Für welche Organisation ist Spiegel laut dem Textauszug seit einem Jahr hauptamtlich tätig?

*Textauszug*.
__________
Wie sehr Spiegel auch mit privaten Problemen zu kämpfen hatte, machte sie erst später öffentlich. Als sie als Bundesministerin für ihre Fehler während der Flut in Rheinland-Pfalz um Entschuldigung bat, führte sie ihre schwierige familiäre Situation an: Ihren Mann, der einen Schlaganfall erlitten hatte, ihre vier kleinen Kinder und die schwierige Zeit der Pandemie nannte sie als Gründe, wieso sie nach der Flut in den Urlaub fuhr.
Eigentlich war Spiegel schon in Berlin, hatte den nächsten Karriereschritt genommen, als sie sich vor dem Untersuchungsausschuss in der Heimat für ihre Fehler als Landesministerin rechtfertigen musste. Interne Chats wurden öffentlich, in denen sie sich um das koalitionsinterne „Blamegame“ sorgte, während ihr Haus auf eine eindringliche Warnung vor dem Hochwasser trotz vorliegender Prognosen verzichtete.
Nach ihrem Rücktritt zog sich Spiegel aus der Öffentlichkeit zurück. Seit einem Jahr ist die Grünenpolitikerin hauptamtlich für die gemeinnützige Organisation „Krisenchat“ tätig, bei der professionelle Berater Jugendliche und junge Erwachsene in einem Livechat bei Problemen unterstützen.
__________
*Bereitgestelltes Material*.
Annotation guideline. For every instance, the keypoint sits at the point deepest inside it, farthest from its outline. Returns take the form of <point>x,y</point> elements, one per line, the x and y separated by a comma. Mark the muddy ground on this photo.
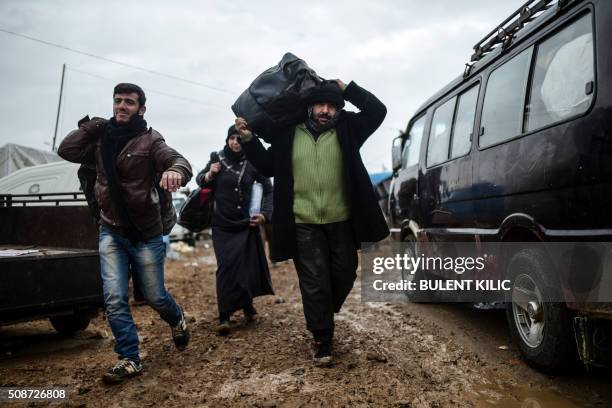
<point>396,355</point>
__________
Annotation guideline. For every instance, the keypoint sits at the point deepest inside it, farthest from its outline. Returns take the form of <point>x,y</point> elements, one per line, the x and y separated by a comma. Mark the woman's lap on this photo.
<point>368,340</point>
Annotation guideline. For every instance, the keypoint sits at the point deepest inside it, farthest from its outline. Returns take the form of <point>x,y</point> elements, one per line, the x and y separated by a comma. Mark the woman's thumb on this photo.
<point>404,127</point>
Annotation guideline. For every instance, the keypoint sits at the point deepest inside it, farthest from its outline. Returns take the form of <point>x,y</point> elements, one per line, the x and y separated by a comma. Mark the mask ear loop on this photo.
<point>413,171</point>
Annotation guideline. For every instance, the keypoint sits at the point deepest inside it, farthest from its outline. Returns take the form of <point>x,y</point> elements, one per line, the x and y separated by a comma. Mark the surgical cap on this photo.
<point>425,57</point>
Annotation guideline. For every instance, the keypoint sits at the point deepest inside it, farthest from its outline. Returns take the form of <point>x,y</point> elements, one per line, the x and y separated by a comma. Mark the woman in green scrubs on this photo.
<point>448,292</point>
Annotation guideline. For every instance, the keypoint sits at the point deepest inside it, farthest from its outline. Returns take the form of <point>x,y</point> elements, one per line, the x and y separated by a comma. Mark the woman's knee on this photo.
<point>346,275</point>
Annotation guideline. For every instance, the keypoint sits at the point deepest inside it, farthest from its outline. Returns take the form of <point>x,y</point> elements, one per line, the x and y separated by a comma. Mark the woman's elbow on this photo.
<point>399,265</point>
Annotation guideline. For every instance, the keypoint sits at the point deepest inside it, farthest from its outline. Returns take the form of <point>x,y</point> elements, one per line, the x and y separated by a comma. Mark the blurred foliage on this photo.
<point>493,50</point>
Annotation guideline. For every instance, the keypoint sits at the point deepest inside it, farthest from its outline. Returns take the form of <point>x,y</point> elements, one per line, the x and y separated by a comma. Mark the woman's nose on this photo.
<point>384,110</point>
__________
*Lösung*. Für die gemeinnützige Organisation „Krisenchat“.